WHAT YOU ARE ASKED TO DO
Repeat the records in full and exactly, omitting pictures.

SUPPLIED DATA
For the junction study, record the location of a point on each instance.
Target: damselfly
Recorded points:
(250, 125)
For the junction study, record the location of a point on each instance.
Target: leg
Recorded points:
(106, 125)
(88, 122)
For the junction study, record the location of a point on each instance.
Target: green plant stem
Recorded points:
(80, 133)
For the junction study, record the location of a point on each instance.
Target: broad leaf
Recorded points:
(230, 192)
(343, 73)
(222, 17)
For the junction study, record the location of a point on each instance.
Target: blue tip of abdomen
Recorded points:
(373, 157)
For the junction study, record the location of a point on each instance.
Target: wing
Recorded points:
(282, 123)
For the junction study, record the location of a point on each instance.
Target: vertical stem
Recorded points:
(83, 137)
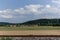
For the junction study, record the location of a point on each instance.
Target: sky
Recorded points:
(18, 11)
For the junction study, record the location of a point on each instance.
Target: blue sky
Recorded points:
(17, 11)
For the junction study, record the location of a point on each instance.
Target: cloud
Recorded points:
(34, 10)
(56, 1)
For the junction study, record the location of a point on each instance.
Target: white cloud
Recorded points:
(56, 1)
(48, 6)
(36, 10)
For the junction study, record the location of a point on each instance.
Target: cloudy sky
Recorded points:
(17, 11)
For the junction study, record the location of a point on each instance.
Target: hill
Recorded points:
(39, 22)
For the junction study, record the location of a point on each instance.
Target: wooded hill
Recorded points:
(39, 22)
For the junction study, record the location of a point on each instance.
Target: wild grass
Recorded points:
(31, 28)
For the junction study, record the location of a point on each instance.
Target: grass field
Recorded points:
(31, 28)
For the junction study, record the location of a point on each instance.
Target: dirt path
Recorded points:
(31, 32)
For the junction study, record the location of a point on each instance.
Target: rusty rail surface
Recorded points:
(29, 35)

EXPECTED OUTPUT
For the junction study, record the location of a point on each instance.
Target: damselfly
Recorded points:
(250, 125)
For the junction study, record the location of a point on each instance.
Target: leg
Recorded points:
(106, 125)
(88, 122)
For the junction study, record the location of a point on each instance.
Target: green plant stem
Recorded points:
(80, 133)
For the junction study, record the location of a point on each instance.
Target: broad leaf
Recorded points:
(230, 192)
(343, 73)
(222, 17)
For the junction study, record the location of a point on each instance.
Target: blue tip of abdomen
Recorded points:
(373, 157)
For the junction study, record the location of a point on each instance.
Target: wing
Recorded points:
(282, 123)
For the junction study, record the location of a point on each instance.
Target: vertical stem
Recorded points:
(83, 137)
For the junction study, record the location of a point on each instance.
Target: sky
Recorded points:
(18, 11)
For the junction study, record the location of a point on each instance.
Target: blue sky
Recorded points:
(17, 11)
For the junction study, record the location of a point on each instance.
Target: cloud
Recorded points:
(34, 10)
(56, 1)
For the junction study, record the location of a point on each instance.
Target: white cloud
Recorded points:
(56, 1)
(48, 6)
(36, 10)
For the junction study, record the location of a point on each instance.
Target: cloudy sky
Recorded points:
(17, 11)
For the junction study, record the location of a point on each instance.
Target: hill
Recorded points:
(39, 22)
For the junction study, record the location of a point on each instance.
Target: wooded hill
Recorded points:
(39, 22)
For the junction study, record the location of a point on each instance.
Target: wild grass
Recorded points:
(31, 28)
For the junction study, record the location of a point on each instance.
Target: grass field
Recorded points:
(31, 28)
For the junction study, record the location of a point on each instance.
Target: dirt path
Recorded points:
(31, 32)
For the junction study, record the location of a point on each instance.
Target: rusty rail surface
Recorded points:
(29, 35)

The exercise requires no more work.